The complication for B2B marketers is that sole traders and small partnerships sit in a grey area. A plumber trading as "J. Smith Plumbing" is a sole trader: his personal mobile doubles as his business line, and if it is on TPS, calling it for marketing purposes is a PECR breach regardless of whether you intended the call as a B2B approach. See our detailed guide on TPS, MPS, and CTPS explained for the full breakdown of which register applies to which subscriber type.
As a rule of thumb: any B2B list containing self-employed individuals, small trading partnerships, or numbers sourced from consumer-facing databases should be washed against TPS before dialling. Limited companies, PLCs, and LLPs are CTPS territory.
Typical removal rates: B2C vs B2B
The UK TPS register is large. As of recent DMA figures, over 27 million numbers are registered, reflecting the fact that most UK consumers who have encountered unwanted calls have opted in to the register at some point. The registration rate has risen steadily since PECR came into force, and a consumer telephone list that has never been washed should be treated as significantly contaminated for marketing purposes.
| List type | Typical TPS removal rate | Main cause of removal | Notes |
|---|---|---|---|
| Consumer (B2C) telephone list | 30-45% | High consumer registration rate on residential and personal mobile numbers | Rate higher on older files; consent-sourced files already screened at source |
| B2B list (mixed SME/corporate) | 2-5% | Sole traders and small partnerships whose personal numbers hit on TPS | Corporate LTD/LLP numbers are CTPS not TPS; CTPS adds a further 1-2% suppression |
| B2B list (sole traders only) | 15-25% | Personal number = TPS-eligible; high registration among self-employed | Treat sole-trader-heavy sectors (tradespeople, freelancers) with care |
| Consumer file from a consent-based source | 5-15% | Individuals who consented but later registered with TPS | TPS registration post-consent overrides prior consent for non-specific marketers |
The 30-45% figure on raw consumer lists surprises clients who have not run telemarketing before. Buying 10,000 consumer telephone records does not mean 10,000 dialable numbers. After TPS suppression and further deduplication, a realistic dialable pool is often 5,500-6,500. Budget accordingly.
How the TPS wash works mechanically
There are two main routes for UK organisations to wash a list: direct access through the MPS/TPS portal, or via a licensed TPS processor (a bureau or data supplier that holds a TPS licence from the DMA).

EXTRACTED RECORDS =

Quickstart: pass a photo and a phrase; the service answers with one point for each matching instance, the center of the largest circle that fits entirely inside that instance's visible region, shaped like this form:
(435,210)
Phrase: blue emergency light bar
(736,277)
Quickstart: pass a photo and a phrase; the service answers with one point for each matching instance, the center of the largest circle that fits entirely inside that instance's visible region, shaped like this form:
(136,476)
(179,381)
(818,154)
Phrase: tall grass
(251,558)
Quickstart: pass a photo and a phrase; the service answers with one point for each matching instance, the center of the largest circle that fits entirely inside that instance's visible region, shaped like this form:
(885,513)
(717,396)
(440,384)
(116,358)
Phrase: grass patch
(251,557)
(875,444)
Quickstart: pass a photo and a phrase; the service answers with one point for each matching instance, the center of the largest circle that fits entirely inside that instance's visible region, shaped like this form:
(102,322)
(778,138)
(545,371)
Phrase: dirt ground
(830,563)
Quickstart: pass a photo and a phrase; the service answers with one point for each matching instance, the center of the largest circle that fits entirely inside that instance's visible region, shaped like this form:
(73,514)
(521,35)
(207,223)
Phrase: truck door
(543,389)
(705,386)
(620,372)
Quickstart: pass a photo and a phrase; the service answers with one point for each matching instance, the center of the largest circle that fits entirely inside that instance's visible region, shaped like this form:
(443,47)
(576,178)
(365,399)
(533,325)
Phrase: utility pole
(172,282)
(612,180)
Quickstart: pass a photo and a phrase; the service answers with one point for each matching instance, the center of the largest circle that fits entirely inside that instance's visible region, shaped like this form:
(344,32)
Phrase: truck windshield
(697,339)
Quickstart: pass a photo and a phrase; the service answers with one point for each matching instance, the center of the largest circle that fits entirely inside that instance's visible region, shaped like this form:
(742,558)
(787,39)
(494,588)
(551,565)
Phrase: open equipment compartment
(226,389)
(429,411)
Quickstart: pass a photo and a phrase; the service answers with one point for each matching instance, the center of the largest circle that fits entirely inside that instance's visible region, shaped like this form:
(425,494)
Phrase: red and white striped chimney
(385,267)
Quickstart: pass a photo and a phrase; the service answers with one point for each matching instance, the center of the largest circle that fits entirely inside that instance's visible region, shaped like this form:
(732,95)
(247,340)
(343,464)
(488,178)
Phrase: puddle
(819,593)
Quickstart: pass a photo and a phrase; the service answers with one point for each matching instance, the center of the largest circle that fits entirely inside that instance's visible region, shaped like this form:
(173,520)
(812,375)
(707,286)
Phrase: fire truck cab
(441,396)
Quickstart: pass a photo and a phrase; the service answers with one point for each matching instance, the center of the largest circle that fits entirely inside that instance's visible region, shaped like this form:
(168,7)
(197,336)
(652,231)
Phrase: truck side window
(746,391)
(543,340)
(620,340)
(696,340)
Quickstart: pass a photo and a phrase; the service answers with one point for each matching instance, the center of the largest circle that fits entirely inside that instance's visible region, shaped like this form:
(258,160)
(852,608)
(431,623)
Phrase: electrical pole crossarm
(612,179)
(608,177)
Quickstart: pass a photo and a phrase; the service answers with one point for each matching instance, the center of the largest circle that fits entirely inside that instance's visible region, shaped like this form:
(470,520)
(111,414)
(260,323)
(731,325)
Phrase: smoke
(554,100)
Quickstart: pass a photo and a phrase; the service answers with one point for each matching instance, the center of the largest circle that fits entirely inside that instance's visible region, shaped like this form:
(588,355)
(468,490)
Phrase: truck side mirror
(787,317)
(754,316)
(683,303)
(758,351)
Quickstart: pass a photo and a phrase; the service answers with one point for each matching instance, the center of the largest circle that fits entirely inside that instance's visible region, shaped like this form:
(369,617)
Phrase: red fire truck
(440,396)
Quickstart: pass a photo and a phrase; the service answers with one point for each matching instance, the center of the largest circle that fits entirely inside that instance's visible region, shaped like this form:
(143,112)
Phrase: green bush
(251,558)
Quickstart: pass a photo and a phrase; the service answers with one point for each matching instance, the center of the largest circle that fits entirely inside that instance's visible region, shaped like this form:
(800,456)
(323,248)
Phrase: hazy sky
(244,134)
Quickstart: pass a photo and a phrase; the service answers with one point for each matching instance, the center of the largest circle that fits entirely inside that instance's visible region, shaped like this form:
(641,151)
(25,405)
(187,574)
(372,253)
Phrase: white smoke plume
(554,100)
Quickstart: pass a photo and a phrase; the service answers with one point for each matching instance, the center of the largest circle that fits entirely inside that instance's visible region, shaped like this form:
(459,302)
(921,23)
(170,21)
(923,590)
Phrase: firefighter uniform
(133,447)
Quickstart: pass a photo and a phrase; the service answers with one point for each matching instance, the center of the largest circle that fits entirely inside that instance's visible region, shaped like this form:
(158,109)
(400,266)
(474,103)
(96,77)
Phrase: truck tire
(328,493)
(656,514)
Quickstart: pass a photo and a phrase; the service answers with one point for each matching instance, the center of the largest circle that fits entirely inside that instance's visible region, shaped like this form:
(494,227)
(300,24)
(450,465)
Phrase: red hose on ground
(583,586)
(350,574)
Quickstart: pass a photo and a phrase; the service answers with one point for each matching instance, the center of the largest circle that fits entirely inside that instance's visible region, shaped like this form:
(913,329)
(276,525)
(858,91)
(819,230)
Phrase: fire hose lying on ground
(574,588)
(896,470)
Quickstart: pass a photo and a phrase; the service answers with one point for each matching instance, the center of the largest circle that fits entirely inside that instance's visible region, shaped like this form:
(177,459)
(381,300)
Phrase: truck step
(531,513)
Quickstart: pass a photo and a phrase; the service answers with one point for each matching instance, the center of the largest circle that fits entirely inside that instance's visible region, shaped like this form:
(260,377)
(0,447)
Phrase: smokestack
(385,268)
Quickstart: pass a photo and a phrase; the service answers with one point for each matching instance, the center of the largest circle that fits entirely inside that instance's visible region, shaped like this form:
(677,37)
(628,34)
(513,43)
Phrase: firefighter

GIVEN INSTRUCTION = Rewrite the passage of the TPS guide that begins at the words "Typical removal rates: B2C" and stops after "for marketing purposes.", updating "large" to "vast".

RESPONSE =
Typical removal rates: B2C vs B2B
The UK TPS register is vast. As of recent DMA figures, over 27 million numbers are registered, reflecting the fact that most UK consumers who have encountered unwanted calls have opted in to the register at some point. The registration rate has risen steadily since PECR came into force, and a consumer telephone list that has never been washed should be treated as significantly contaminated for marketing purposes.